Imprimir acórdão
Processo nº 496/99
2ª Secção Relator - Paulo Mota Pinto Acordam na 2ª Secção do Tribunal Constitucional: I. Relatório
1. J. P., notificado do Acórdão deste Tribunal n.º 644/99, de 24 de Novembro do corrente ano, veio:
'1 – Arguir a nulidade do mesmo douto acórdão;
2 – Requerer a sua reforma quanto a custas;
3 – Dar conhecimento que o pretenso acto administrativo do CSTAF, de 30 de Março de 1998, se encontra com a eficácia suspensa.' Sustenta o requerente, em conclusão, que
'1ª - O douto acórdão em causa enferma de nulidade, por omissão de pronúncia, já que o reclamante expressamente pediu que fosse declarada inexistente ou nula a pretensa deliberação do CSTAF, de 30 de Março de 1998, que pretendeu aplicar-lhe
«a pena única de Aposentação Compulsiva», que o despacho então reclamado reconheceu como «produzi[ndo] efeitos», e, bem assim, expressamente pediu que fosse declarada inexistente ou nula a pretensa deliberação do ETAF, que pretendeu ser a resolução fundamentada a que se refere o artigo 80º, n.º 1, da LPTA, que o despacho então reclamado reconheceu como «produzi[ndo] efeitos.»
2ª - Nos termos do disposto nos artigos 134º, n.º 2, 137º, n.º 1, e 139º, n.º 1, alínea a), do Código do Procedimento Administrativo, e do artigo 88º, n.º 2, do Decreto-Lei n.º 100/84, de 29 de Março, é direito do reclamante ver declarada a inexistência ou a nulidade dos actos em causa «a todo o tempo», em «qualquer processo» e «por qualquer tribunal», incluindo nestes autos que correm termos perante o TC, conforme pediu.

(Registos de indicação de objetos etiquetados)
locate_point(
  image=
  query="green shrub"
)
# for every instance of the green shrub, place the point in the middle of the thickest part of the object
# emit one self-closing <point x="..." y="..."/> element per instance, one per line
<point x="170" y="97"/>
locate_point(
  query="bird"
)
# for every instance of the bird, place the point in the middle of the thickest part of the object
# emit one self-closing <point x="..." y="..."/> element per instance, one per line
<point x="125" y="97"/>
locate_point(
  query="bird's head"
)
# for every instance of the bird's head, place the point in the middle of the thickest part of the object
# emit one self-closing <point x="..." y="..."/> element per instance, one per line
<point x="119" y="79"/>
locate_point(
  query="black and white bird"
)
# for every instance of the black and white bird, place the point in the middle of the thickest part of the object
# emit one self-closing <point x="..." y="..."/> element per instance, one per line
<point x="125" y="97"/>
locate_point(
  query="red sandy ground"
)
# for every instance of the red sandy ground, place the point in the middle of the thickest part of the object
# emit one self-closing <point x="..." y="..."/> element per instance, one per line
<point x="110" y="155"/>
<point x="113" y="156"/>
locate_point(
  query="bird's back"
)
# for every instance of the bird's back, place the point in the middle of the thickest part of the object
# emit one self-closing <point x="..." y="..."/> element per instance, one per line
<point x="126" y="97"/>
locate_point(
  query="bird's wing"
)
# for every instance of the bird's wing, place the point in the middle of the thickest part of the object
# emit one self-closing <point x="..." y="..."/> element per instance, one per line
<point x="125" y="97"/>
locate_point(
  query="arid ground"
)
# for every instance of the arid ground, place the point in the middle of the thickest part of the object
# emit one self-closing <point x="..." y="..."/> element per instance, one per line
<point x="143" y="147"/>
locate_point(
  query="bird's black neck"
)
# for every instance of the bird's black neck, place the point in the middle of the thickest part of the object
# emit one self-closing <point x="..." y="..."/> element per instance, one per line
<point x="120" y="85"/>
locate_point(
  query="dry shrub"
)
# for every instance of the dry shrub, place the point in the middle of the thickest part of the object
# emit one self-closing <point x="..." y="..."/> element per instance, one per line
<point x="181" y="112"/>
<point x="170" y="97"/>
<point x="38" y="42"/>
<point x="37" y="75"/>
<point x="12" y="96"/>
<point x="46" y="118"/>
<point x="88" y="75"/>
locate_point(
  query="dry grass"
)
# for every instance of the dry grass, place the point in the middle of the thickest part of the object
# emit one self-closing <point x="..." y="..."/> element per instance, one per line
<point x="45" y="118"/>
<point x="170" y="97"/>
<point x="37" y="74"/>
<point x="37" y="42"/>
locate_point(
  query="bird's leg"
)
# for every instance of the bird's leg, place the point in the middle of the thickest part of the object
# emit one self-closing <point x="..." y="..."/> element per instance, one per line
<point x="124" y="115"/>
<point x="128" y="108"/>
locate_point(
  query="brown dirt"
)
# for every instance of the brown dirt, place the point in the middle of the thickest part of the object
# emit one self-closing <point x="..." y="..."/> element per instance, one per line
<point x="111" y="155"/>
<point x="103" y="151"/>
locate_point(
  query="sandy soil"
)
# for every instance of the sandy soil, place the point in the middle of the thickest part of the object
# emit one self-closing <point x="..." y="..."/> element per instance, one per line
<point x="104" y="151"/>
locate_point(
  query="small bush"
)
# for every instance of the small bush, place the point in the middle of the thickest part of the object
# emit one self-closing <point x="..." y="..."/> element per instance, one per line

**O que fazer**
• 1. Responda com base no texto para leitura:
(a) Qual é o número do acórdão de que J. P. foi notificado?
(b) Segundo o requerente, de que vício de nulidade enferma esse acórdão?
(c) De que data é a deliberação do CSTAF cuja eficácia o requerente diz estar suspensa?
• 2. Traduza para inglês esta frase do texto para leitura: "Nos termos do disposto nos artigos 134º, n.º 2, 137º, n.º 1, e 139º, n.º 1, alínea a), do Código do Procedimento Administrativo, e do artigo 88º, n.º 2, do Decreto-Lei n.º 100/84, de 29 de Março, é direito do reclamante ver declarada a inexistência ou a nulidade dos actos em causa «a todo o tempo», em «qualquer processo» e «por qualquer tribunal», incluindo nestes autos que correm termos perante o TC, conforme pediu."

**Respostas corretas**
• 1.
(a) 644/99
(b) Omissão de pronúncia
(c) 30 de Março de 1998

• 2. Under the provisions of Articles 134(2), 137(1) and 139(1)(a) of the Code of Administrative Procedure, and of Article 88(2) of Decree-Law No. 100/84 of March 29, the complainant has the right to have the nonexistence or nullity of the acts in question declared "at any time," in "any proceeding" and "by any court," including in these proceedings pending before the TC, as he requested.